Reproduce the entries below from the line containing "locate object=tree trunk" to the line containing "top-left (198, 39), bottom-right (210, 150)", both of those lines included. Leave any picture out of your copy.
-- Begin --
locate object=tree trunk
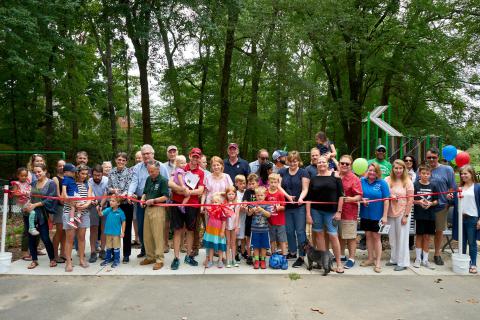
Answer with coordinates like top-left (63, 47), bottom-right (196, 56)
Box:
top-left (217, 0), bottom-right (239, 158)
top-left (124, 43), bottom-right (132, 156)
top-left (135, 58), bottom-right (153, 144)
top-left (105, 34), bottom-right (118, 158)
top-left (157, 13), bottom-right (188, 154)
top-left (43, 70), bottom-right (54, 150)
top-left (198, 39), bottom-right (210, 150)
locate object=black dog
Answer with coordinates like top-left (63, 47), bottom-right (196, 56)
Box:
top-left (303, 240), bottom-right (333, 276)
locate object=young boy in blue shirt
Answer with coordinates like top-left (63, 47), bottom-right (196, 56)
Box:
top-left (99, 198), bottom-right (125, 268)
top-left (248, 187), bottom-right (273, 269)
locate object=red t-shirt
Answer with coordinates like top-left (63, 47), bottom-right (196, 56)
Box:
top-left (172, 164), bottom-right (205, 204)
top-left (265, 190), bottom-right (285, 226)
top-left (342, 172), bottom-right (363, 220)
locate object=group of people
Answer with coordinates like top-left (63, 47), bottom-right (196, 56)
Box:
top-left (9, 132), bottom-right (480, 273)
-- End --
-- Begin --
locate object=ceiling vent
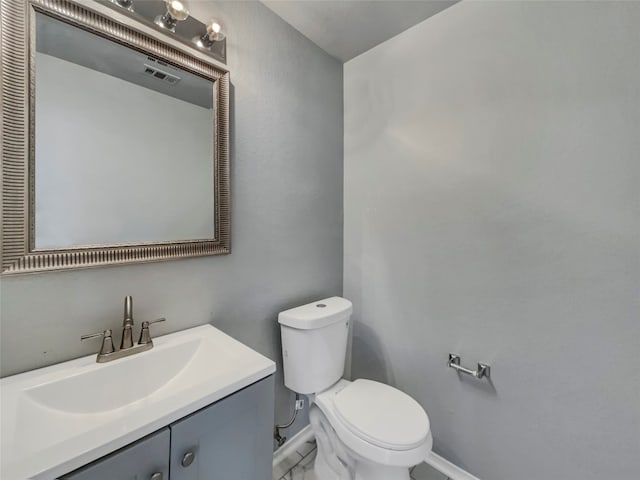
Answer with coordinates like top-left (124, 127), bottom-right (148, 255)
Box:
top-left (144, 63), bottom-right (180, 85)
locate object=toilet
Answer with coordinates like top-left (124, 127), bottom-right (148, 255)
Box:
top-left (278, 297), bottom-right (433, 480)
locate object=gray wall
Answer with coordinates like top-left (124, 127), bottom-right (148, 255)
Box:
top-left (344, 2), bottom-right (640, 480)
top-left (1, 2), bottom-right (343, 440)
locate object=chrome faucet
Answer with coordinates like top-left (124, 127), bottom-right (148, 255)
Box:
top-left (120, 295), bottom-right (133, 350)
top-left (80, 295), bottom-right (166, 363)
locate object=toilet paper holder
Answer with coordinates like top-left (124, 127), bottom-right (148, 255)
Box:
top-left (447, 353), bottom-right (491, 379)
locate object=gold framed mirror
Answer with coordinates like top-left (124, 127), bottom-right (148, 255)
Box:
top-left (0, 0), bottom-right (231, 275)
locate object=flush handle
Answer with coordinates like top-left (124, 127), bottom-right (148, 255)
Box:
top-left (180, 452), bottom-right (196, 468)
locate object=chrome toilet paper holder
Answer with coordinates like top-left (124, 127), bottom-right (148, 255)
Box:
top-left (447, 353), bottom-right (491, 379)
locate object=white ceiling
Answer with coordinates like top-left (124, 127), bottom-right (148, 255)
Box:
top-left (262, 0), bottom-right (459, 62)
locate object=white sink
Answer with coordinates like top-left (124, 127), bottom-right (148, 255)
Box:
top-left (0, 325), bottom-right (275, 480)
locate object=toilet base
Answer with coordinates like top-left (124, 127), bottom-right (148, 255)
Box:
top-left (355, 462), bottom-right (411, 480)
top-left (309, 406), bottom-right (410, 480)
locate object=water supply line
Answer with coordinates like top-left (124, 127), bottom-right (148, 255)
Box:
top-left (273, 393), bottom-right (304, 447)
-- End --
-- Begin --
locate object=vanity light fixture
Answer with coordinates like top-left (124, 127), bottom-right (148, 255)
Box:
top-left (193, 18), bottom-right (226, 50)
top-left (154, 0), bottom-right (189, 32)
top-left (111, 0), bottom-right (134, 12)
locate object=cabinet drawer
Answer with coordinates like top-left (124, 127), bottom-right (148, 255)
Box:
-- End --
• _Result of the task_
locate object=tree trunk
Answer with coordinates like top-left (63, 47), bottom-right (196, 56)
Box:
top-left (217, 0), bottom-right (239, 158)
top-left (124, 43), bottom-right (132, 156)
top-left (135, 58), bottom-right (153, 144)
top-left (105, 34), bottom-right (118, 158)
top-left (157, 13), bottom-right (188, 154)
top-left (43, 70), bottom-right (54, 150)
top-left (198, 39), bottom-right (210, 150)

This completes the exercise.